## WRITTEN TASK
Reproduce the listing lines starting with the line that contains "segment --target bridge" and going on through the line that contains "[[[300,90],[302,89],[302,84],[314,84],[314,82],[300,82]]]", renaming "bridge" to "viaduct" and leaving all else unchanged.

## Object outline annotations
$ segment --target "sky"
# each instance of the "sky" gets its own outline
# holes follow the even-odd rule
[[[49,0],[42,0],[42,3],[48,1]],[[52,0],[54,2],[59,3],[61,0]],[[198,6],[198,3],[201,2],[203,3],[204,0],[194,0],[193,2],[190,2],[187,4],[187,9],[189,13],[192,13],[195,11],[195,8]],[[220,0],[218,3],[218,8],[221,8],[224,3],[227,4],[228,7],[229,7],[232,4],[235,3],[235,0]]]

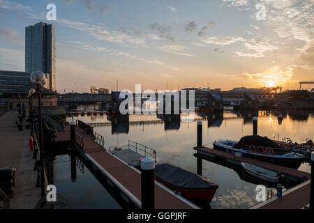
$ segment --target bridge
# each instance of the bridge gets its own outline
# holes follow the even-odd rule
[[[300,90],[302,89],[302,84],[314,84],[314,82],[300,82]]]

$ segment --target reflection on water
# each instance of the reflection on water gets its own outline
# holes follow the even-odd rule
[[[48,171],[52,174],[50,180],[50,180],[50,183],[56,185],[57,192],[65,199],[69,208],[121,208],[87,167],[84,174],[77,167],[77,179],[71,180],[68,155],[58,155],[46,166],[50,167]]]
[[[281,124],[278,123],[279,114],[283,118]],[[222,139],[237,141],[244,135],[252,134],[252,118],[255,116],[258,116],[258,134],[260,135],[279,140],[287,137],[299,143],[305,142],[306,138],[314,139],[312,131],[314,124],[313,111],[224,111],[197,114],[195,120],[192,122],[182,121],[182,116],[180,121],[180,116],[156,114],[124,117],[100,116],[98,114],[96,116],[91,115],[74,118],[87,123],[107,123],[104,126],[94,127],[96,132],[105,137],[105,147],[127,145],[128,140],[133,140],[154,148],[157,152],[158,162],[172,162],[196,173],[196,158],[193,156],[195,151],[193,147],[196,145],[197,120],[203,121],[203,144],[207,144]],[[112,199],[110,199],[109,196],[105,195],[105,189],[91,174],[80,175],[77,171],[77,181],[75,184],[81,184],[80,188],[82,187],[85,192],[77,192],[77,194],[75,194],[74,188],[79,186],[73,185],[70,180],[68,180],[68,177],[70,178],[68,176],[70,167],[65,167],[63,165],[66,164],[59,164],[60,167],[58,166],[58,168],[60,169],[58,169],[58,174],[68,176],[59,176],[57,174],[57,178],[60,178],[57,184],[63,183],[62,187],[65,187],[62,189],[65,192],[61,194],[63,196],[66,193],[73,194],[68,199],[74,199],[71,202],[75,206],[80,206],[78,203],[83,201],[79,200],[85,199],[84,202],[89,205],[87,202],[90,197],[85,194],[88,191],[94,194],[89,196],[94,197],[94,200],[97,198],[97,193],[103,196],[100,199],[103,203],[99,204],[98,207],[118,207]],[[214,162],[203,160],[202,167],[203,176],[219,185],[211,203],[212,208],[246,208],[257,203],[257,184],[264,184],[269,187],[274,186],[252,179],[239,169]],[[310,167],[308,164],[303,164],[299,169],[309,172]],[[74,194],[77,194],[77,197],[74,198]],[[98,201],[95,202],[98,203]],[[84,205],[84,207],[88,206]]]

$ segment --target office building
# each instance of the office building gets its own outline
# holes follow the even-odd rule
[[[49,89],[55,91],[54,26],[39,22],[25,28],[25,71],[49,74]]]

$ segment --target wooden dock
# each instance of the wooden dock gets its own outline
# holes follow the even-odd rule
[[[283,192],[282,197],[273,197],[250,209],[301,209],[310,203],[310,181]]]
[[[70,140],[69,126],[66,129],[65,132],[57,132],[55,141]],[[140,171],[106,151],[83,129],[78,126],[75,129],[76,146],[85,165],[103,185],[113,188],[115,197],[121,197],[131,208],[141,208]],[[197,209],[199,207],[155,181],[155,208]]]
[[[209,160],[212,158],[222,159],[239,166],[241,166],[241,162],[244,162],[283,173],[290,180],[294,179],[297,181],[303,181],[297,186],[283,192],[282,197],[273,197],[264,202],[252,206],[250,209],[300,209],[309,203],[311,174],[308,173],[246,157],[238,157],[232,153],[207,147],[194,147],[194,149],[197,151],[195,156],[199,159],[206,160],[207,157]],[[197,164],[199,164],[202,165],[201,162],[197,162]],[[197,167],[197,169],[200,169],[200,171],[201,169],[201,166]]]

==

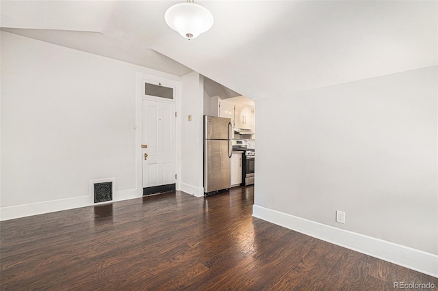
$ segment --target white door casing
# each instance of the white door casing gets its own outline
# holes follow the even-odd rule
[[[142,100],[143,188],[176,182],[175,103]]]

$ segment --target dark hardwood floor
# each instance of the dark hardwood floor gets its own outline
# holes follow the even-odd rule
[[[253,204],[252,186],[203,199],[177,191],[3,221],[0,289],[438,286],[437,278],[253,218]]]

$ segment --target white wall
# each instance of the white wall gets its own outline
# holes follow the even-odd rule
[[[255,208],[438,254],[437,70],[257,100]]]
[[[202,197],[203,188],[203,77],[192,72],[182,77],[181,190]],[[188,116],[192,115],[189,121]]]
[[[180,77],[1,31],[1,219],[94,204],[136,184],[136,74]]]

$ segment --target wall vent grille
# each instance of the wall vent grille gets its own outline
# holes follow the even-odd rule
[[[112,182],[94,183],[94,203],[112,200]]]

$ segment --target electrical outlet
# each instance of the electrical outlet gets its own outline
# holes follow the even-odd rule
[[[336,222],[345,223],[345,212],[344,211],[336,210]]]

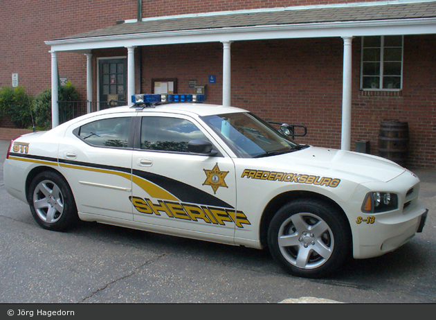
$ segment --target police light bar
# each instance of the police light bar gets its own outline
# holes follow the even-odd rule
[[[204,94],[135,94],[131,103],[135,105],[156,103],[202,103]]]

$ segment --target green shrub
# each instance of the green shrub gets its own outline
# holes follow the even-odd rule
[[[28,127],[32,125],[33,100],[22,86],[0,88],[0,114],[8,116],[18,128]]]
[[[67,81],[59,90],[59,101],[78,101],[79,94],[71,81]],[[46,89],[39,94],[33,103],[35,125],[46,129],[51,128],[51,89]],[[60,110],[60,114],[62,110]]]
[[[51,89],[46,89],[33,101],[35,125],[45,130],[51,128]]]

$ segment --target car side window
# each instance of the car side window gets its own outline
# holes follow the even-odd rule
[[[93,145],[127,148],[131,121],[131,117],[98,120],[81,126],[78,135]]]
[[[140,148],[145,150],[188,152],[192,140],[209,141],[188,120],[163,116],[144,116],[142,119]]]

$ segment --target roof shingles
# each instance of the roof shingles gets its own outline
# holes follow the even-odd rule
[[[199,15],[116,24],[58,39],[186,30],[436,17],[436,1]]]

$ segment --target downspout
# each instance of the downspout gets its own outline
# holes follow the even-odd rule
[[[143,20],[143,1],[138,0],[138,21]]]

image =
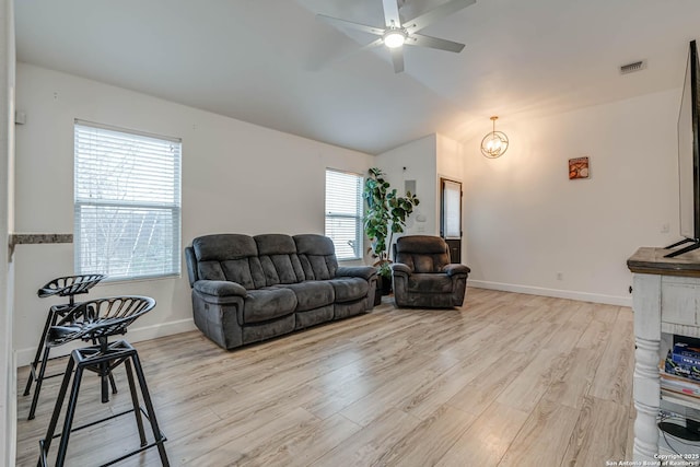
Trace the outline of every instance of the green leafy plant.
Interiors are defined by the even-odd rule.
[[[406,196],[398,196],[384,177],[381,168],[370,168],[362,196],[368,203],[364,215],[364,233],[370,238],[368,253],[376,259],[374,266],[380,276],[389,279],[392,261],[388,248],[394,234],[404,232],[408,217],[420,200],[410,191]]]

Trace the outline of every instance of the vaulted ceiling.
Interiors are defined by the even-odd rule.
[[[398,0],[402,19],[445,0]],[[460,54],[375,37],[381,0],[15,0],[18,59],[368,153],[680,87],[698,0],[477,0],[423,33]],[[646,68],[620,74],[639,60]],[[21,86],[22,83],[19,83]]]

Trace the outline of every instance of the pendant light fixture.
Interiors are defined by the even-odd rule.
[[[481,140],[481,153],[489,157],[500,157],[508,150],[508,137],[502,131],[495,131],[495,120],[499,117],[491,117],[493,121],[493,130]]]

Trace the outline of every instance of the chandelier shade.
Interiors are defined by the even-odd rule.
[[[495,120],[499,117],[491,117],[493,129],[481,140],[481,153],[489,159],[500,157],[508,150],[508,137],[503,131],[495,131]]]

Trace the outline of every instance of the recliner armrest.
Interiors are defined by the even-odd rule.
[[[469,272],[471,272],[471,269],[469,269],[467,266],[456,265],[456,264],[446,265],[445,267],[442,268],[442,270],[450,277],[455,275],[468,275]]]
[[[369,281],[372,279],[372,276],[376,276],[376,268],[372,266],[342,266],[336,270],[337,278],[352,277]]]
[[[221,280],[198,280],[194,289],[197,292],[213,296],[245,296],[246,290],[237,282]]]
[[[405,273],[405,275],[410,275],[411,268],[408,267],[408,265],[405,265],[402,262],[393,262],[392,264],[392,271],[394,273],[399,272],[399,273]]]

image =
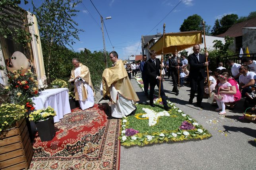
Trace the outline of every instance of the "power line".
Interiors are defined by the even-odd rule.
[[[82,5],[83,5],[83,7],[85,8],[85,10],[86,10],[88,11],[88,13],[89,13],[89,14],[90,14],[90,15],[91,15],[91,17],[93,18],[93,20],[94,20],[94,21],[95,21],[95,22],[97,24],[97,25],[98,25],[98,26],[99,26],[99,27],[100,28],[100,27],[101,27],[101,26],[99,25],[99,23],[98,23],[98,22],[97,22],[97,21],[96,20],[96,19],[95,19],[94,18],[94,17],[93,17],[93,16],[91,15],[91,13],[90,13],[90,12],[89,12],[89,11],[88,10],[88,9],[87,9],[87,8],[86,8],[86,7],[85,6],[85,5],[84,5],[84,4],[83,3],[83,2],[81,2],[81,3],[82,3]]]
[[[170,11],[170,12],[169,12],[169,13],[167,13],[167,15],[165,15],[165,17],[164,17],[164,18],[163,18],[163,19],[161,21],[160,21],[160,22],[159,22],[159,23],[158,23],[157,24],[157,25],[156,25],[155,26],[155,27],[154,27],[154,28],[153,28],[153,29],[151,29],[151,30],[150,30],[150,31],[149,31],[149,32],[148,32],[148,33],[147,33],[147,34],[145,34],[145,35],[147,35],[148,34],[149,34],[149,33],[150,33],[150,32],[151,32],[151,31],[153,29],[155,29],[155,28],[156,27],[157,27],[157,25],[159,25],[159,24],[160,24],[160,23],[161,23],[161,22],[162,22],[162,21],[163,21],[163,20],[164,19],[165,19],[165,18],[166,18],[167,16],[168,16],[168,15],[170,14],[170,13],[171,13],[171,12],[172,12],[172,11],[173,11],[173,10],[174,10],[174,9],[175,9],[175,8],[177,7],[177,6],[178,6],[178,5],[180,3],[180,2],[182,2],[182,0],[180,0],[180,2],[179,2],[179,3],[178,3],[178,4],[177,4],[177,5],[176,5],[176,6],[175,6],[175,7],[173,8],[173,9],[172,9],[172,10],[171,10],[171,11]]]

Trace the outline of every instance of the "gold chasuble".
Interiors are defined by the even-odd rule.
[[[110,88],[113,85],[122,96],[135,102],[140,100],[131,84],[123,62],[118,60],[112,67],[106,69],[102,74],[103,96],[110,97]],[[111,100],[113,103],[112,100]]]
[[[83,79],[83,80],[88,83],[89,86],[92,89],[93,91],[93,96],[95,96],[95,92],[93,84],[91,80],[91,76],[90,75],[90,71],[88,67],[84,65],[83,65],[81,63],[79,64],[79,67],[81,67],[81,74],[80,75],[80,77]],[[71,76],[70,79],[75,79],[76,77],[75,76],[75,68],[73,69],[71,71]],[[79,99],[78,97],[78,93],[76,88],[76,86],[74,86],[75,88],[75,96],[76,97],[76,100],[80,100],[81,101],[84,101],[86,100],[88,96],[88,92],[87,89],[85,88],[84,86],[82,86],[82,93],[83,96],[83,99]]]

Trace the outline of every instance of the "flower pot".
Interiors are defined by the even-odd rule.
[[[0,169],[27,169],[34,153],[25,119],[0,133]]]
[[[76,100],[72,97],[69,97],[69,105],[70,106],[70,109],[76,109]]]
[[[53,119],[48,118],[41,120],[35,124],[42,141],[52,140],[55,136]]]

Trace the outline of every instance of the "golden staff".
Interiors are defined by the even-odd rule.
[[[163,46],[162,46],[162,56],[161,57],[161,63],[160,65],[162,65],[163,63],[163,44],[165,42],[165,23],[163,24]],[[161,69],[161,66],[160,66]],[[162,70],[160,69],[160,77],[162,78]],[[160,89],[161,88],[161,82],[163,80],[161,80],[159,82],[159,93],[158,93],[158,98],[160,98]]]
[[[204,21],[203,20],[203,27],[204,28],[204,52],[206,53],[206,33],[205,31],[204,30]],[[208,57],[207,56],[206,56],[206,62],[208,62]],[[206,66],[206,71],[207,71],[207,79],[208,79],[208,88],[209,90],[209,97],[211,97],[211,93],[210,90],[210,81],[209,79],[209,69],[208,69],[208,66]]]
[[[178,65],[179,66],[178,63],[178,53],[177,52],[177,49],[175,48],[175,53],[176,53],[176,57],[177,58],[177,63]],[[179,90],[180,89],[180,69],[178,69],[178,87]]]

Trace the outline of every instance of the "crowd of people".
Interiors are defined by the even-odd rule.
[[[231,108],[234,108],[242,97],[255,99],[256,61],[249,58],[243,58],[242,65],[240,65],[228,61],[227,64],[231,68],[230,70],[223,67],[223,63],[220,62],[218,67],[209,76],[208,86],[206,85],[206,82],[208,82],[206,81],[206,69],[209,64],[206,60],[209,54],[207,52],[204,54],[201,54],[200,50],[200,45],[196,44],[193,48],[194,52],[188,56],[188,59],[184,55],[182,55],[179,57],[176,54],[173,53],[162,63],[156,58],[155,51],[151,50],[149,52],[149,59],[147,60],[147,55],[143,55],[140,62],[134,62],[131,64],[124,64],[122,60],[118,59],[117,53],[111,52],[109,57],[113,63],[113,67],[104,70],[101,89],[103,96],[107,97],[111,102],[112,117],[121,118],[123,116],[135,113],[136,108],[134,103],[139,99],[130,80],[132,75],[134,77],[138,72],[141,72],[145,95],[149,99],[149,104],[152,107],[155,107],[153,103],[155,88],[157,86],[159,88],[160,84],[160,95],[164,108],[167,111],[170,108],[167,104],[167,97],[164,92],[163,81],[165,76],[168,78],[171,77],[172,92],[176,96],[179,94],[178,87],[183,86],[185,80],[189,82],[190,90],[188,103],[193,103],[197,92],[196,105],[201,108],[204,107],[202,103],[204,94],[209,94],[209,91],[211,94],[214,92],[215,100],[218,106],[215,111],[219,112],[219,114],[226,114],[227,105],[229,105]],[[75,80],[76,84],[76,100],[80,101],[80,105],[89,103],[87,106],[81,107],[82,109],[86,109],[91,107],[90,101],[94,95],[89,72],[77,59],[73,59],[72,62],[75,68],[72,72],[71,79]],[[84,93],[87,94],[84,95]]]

## CORRECT OUTPUT
$ segment --target viaduct
# each instance of the viaduct gets its own outline
# holes follow the even-odd rule
[[[300,90],[302,89],[302,84],[314,84],[314,82],[300,82]]]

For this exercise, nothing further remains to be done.